> [WHAT THE EXERCISE ASKS]: When you reproduce these records, keep every word exactly and drop the images.

> [TASK INPUTS]:

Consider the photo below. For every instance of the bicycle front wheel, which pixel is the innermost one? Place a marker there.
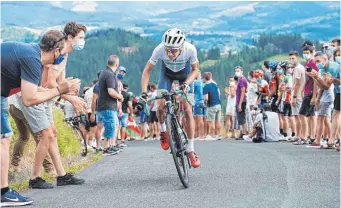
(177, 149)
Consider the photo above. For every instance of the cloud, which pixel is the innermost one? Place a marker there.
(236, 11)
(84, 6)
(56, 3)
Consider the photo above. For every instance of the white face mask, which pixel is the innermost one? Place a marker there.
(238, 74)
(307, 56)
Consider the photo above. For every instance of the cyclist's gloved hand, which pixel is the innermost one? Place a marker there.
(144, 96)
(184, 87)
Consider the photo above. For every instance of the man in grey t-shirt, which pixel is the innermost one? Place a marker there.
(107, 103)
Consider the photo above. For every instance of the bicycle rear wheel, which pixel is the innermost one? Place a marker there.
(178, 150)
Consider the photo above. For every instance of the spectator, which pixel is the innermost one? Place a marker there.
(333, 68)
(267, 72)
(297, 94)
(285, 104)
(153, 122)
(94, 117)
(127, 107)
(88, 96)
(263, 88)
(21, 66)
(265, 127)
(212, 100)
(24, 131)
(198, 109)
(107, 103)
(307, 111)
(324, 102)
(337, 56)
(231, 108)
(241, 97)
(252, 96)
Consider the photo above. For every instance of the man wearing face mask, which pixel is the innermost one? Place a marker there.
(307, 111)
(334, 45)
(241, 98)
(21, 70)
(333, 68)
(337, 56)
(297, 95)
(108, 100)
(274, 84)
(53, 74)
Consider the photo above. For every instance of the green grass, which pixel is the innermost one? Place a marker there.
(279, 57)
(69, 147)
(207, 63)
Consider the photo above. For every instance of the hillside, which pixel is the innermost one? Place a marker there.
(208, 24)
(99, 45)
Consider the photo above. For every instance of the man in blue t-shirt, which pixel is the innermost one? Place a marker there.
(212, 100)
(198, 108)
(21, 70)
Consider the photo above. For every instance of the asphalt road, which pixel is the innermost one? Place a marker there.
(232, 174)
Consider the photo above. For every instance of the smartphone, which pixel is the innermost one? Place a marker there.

> [OUTPUT OF THE EXERCISE]:
Consider the photo below. For every instance of the bicycle front wheel, which pixel is the innermost one? Place a marker there.
(177, 149)
Consider the photo above. For every instance of the cloud, which pixel is the innermost one? Place a marker there.
(236, 11)
(84, 6)
(56, 3)
Consider the photo above. For every instance of the white face mask, which pixel is the innermost one? Place a marker there.
(238, 74)
(307, 56)
Consider the photo above. For every instance of the cyclist's gloved hand, which pixel is the innermost one? Place a marker there.
(144, 96)
(184, 87)
Consider the photo above. For every instance of the man in grey t-shirt, which pixel is the innermost one? Place a marker there.
(107, 103)
Consider the photo above. For every instance of the bicycle rear wheel, which pixel is the innermost one? Place a marker there.
(178, 150)
Consider the photo above. For every instance of the spectator, which pixel is the innermost one? Place a marker there.
(333, 68)
(267, 72)
(297, 94)
(285, 104)
(153, 122)
(94, 117)
(127, 107)
(88, 96)
(263, 88)
(21, 66)
(265, 127)
(212, 100)
(24, 131)
(198, 109)
(107, 103)
(307, 111)
(324, 102)
(337, 56)
(231, 108)
(241, 97)
(252, 96)
Consider the photo above. For every instance of the man wearing face mask, which pixel is the innermost one? Place a marker there.
(307, 111)
(334, 45)
(241, 98)
(21, 70)
(333, 68)
(337, 56)
(297, 95)
(108, 100)
(274, 84)
(53, 74)
Consider the photo above. For every instance of the green grass, which pixel is the innermost one? Place a marker there.
(279, 57)
(69, 147)
(207, 63)
Consider the photo above. For every instance of the hillside, which pixel is the innermost one? Place a marker there.
(208, 24)
(99, 45)
Consider the photo above. For every instance of the man in blue t-shirt, which pixel is the innermost one? Place a marker there.
(212, 100)
(198, 108)
(21, 70)
Consider the photo above. For every instance of the asphalt road, which pixel is the innermost one? Place a marker there.
(232, 174)
Consider the photo above. For every instance of the smartphone, which pixel is the innermost one? Place a marker there.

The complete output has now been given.